- **PROBLEM TO SOLVE**
Update the lines starting at the one containing "GET /detect?q=sky&fmt=prose_corners" and ending at the one containing "top-left (644, 357), bottom-right (857, 496)" by replacing "muddy tire" with "dirty wheel". Return only those lines, leaving everything else in them unchanged.

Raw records
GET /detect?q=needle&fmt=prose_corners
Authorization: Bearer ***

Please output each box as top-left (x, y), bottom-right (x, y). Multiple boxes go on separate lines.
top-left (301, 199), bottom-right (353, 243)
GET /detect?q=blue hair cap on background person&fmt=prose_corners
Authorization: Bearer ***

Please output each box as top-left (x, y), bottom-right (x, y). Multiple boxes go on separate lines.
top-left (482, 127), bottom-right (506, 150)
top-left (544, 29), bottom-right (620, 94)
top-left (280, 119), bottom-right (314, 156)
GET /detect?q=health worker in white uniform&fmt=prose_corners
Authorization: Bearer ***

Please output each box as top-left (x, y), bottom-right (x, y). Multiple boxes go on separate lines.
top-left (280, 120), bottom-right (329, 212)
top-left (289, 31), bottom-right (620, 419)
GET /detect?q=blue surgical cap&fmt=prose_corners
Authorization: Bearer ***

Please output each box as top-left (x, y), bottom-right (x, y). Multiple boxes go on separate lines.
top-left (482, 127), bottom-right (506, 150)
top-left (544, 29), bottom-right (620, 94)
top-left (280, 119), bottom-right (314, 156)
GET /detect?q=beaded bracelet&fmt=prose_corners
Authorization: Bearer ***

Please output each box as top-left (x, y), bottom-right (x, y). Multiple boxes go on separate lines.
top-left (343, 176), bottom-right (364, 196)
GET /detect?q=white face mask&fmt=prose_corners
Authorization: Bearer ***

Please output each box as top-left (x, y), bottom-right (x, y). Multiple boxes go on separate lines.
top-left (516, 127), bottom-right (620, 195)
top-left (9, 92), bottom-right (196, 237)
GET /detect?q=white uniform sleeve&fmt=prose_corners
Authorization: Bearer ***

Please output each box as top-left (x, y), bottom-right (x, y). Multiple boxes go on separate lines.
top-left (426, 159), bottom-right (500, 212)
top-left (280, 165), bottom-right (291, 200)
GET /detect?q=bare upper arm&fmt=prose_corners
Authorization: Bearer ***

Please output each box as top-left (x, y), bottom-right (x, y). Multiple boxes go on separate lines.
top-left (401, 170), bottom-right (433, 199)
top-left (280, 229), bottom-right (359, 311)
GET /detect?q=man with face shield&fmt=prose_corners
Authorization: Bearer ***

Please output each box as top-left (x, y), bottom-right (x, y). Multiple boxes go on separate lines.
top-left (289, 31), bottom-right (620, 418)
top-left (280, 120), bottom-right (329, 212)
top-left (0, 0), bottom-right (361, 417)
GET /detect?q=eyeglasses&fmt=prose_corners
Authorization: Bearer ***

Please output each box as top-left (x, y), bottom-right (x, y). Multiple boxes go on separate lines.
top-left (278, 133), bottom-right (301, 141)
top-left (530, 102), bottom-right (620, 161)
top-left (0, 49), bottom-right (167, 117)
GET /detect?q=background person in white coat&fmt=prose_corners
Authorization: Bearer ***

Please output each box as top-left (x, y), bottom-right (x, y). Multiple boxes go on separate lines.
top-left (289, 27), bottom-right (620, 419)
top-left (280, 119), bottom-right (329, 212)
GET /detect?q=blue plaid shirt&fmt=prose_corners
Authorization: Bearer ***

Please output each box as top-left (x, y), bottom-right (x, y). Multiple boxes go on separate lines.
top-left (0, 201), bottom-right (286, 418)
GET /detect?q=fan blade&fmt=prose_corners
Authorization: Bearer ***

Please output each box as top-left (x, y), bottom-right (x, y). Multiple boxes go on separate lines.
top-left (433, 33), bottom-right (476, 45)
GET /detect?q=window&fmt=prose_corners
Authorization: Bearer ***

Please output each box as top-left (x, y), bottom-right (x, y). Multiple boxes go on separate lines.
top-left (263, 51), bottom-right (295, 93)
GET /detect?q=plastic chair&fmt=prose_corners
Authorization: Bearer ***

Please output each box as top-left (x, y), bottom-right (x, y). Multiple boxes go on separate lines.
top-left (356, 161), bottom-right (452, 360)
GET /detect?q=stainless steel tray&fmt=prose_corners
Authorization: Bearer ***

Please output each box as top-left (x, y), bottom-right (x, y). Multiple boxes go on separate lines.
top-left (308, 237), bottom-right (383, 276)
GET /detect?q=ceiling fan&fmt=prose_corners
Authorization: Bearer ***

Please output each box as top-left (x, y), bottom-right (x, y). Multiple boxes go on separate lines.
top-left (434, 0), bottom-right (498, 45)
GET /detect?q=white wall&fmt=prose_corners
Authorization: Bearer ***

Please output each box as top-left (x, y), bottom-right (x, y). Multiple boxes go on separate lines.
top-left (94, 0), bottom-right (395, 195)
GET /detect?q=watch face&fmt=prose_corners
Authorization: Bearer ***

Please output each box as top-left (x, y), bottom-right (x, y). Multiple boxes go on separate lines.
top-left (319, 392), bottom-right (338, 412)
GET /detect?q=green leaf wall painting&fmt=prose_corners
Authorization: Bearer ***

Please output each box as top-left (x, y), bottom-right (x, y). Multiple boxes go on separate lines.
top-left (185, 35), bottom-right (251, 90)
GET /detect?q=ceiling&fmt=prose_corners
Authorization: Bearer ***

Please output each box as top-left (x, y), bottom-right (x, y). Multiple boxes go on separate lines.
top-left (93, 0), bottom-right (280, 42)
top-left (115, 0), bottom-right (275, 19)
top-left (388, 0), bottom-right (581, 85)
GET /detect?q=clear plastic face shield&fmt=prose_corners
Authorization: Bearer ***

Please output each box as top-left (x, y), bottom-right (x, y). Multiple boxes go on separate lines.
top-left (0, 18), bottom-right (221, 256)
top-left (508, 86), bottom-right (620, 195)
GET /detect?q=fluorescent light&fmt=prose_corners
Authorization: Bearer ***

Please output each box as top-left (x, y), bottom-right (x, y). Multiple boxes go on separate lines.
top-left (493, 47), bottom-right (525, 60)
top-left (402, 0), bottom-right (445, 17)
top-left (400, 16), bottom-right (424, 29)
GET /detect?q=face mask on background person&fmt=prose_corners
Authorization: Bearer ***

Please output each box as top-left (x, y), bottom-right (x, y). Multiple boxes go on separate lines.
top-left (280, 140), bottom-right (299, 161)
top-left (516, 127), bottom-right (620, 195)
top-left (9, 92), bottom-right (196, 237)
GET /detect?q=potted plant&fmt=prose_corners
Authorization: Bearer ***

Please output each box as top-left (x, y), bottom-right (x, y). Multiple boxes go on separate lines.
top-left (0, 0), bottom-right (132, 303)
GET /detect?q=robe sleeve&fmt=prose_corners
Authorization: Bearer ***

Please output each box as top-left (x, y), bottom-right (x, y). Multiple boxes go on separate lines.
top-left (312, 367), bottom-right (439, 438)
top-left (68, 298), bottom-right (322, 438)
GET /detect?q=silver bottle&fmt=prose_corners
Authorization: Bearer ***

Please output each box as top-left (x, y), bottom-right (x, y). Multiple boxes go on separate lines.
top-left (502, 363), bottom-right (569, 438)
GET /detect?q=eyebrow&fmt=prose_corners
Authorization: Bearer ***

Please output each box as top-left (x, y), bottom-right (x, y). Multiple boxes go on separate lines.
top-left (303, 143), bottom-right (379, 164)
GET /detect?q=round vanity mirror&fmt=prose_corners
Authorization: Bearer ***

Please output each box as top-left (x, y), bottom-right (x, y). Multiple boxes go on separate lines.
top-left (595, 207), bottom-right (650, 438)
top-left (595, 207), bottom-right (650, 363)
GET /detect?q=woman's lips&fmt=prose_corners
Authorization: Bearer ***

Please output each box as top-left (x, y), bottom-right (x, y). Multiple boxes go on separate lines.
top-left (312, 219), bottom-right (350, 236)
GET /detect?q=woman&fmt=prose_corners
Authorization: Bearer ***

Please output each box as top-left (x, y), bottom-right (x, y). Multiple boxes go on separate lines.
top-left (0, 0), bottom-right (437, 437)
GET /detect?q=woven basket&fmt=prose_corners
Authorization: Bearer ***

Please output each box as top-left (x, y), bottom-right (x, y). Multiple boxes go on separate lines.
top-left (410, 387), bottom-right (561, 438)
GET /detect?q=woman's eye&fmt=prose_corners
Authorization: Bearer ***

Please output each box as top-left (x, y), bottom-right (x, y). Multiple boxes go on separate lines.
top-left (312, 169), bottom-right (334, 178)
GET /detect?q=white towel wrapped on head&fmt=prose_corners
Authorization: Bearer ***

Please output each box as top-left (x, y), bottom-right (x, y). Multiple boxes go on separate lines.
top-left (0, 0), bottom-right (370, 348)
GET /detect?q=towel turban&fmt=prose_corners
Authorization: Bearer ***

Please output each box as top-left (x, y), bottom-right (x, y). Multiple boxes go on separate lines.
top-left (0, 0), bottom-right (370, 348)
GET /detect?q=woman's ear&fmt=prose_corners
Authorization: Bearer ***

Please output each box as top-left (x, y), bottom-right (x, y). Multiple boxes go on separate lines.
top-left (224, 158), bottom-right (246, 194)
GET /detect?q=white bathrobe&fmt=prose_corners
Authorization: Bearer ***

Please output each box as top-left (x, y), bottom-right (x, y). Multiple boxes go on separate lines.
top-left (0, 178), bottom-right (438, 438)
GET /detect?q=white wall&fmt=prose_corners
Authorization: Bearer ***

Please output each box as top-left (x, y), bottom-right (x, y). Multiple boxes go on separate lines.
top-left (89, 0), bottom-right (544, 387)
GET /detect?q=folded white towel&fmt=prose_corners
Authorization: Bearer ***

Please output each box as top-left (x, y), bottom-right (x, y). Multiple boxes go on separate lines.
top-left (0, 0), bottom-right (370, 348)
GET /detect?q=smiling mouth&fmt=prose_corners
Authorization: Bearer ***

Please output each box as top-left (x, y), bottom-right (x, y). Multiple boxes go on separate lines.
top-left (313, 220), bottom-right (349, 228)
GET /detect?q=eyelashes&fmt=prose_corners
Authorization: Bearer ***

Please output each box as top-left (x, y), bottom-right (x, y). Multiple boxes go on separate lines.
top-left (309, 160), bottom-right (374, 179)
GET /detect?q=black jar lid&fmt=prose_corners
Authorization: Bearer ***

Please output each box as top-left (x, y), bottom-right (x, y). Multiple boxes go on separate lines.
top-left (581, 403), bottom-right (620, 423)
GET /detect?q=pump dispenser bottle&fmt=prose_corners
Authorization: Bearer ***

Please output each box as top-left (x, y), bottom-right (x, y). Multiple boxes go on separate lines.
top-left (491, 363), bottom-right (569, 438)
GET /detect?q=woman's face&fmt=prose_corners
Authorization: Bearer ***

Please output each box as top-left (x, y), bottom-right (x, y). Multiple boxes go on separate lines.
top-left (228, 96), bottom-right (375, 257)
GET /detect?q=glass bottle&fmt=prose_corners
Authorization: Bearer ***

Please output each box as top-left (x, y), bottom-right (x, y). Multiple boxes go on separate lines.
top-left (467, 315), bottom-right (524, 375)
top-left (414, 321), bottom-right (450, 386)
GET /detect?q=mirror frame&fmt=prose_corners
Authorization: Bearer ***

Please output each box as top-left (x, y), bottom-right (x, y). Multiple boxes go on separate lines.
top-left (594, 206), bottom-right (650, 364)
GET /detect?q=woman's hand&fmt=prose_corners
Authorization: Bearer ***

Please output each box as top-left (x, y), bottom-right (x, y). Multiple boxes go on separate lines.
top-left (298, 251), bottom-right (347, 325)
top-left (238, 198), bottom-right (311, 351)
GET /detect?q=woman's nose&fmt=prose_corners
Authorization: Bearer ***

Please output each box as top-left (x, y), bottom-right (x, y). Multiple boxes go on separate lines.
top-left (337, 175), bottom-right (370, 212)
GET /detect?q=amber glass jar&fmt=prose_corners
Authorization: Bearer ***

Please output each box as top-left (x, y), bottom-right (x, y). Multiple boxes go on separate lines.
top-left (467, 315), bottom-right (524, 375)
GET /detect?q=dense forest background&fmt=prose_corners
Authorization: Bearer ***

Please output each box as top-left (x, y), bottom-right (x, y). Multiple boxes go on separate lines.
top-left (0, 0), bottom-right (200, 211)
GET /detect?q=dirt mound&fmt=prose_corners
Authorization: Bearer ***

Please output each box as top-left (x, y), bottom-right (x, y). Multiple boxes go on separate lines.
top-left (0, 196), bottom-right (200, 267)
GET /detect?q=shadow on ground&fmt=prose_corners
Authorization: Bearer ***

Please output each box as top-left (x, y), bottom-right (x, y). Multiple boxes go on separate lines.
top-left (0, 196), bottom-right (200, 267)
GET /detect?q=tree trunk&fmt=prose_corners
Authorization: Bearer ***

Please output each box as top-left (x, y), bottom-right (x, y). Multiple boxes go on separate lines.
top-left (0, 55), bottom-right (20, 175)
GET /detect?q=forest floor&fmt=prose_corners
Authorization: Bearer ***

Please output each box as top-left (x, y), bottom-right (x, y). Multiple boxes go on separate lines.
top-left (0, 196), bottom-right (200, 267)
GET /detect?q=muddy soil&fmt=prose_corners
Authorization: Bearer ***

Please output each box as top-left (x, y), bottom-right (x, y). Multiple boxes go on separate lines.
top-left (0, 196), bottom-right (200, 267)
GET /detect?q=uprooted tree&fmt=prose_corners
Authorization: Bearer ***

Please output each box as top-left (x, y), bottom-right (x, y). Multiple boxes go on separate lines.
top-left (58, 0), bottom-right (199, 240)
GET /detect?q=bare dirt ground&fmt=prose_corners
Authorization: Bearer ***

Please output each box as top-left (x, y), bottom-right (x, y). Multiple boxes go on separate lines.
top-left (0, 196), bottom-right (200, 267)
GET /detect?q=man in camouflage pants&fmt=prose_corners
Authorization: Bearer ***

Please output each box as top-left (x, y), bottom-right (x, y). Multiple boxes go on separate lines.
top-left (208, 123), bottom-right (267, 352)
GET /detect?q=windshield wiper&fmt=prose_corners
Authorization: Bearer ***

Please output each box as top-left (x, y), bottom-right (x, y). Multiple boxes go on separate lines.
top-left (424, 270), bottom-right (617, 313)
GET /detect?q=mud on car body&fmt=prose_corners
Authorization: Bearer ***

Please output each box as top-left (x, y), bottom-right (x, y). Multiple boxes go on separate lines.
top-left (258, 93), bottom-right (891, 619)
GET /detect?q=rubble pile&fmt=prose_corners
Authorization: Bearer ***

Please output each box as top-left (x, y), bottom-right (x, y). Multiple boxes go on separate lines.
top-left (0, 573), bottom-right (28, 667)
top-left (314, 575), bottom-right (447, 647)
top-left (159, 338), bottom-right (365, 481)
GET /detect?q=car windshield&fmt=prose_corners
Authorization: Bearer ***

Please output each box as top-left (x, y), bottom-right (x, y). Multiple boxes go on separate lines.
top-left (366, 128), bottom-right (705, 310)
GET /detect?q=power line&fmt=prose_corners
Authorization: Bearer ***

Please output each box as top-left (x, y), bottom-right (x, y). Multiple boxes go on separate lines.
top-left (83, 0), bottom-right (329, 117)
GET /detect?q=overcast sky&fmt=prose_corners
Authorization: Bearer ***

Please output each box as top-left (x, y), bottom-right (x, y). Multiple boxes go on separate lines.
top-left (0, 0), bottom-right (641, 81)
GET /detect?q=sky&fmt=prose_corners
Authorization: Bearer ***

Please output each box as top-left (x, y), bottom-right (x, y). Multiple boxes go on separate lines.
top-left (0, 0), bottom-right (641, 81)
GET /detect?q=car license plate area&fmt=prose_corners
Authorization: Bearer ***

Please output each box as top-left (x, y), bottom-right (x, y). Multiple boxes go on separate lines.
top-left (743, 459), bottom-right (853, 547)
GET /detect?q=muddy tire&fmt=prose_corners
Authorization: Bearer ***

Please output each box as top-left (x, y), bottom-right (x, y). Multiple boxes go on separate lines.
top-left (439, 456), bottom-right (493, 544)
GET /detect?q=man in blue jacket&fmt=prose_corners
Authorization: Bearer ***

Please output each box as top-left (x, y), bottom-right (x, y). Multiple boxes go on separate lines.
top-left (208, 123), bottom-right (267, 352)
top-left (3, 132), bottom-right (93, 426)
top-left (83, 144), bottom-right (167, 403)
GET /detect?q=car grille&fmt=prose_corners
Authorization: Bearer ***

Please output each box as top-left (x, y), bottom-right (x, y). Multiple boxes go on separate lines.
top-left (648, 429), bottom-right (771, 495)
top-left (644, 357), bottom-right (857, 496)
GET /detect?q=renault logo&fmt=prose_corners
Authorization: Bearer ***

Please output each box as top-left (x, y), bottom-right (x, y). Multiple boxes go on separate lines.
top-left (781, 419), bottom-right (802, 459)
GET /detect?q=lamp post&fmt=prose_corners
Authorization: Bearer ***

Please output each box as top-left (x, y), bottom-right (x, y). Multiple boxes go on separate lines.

- **EXPECTED ANSWER**
GET /detect?q=sky&fmt=prose_corners
Authorization: Bearer ***

Please output each box as top-left (x, y), bottom-right (x, y). Multiple boxes go on separate lines.
top-left (0, 0), bottom-right (641, 81)
GET /detect?q=car license plate area&fmt=prose_corners
Authorization: Bearer ***

Please output each box as top-left (x, y), bottom-right (x, y). Multiple boxes go on separate lines.
top-left (743, 459), bottom-right (853, 547)
GET /detect?q=dirty wheel&fmt=prose_corners
Authorization: Bearer ***

Please output each box as top-left (x, y), bottom-right (x, y). Multiple boxes go on separate lines.
top-left (439, 456), bottom-right (493, 544)
GET /detect?q=man in blue jacket&fmt=prose_corners
Authorization: Bearer ***

Please output each box as top-left (x, y), bottom-right (x, y). Multiple boxes go on separate lines.
top-left (208, 123), bottom-right (267, 352)
top-left (3, 132), bottom-right (93, 426)
top-left (83, 144), bottom-right (167, 403)
GET /detect?q=car grille&fmt=prose_corners
Authorization: Bearer ***

Please output each box as top-left (x, y), bottom-right (x, y). Multiple boxes go on separate lines.
top-left (648, 429), bottom-right (771, 495)
top-left (644, 357), bottom-right (857, 496)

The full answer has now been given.